** BEGIN TEXT PROVIDED **

METHODS FOR CLEANING A WAFER EDGE INCLUDING A NOTCH

Abstract

In a method for removing metal at the edge of a wafer, including from a notch in the edge of the wafer, water is dripped or otherwise supplied onto the up-facing metal-plated front side of the wafer, while rotating the wafer. A metal etchant, such as sulfuric acid, is provided onto the back side of the wafer, at a flow rate multiple times greater than the water flow rate. The etchant flows over the edge of the wafer and the notch, and onto an annular edge on the front side of the wafer. The metal plated in the notch is removed, even if the notch has a radial depth greater than the width of the exclusion zone. The flow rates of the water and the etchant, and the rotation speed may be adjusted to provide a static water film, with the etchant diffusing into the outer edge of the water film.

Description

FIELD OF THE INVENTION

The field of the invention is methods for cleaning work pieces or substrates, such as semiconductor material wafers.

** END TEXT PROVIDED **
** BEGIN DATASET RECORDS **

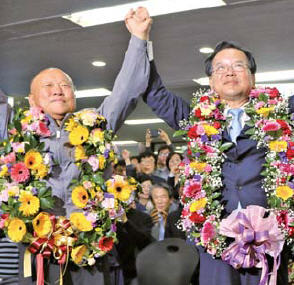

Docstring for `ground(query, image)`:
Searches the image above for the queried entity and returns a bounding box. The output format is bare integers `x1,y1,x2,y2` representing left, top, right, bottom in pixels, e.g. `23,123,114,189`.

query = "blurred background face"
151,187,171,212
168,154,182,173
157,149,170,167
140,156,155,174
138,180,152,199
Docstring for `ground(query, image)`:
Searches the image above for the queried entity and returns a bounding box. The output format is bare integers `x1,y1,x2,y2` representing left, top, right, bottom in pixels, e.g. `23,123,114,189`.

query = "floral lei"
176,88,294,258
0,108,137,278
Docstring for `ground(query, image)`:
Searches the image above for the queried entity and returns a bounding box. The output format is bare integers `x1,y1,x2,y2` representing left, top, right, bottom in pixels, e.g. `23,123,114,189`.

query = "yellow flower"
106,175,133,202
71,186,89,208
90,129,104,143
98,155,106,169
35,163,48,179
256,106,275,117
24,150,43,169
190,161,206,172
276,186,293,201
33,212,52,238
75,145,88,161
203,125,218,136
71,245,87,264
19,191,40,217
65,118,78,132
190,198,207,212
69,125,89,145
269,141,287,152
70,213,93,232
0,165,8,177
7,218,27,242
8,185,19,197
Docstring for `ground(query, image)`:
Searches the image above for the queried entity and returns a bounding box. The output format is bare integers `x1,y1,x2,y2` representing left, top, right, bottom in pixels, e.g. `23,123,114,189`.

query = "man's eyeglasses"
212,62,248,74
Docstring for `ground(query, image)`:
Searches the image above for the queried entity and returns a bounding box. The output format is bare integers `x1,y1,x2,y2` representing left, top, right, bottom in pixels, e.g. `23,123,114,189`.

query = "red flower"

** END DATASET RECORDS **

GIVEN EXERCISE:
In the wafer edge cleaning text, what etchant is given as an example for removing the metal?

EXERCISE RESPONSE:
Sulfuric acid.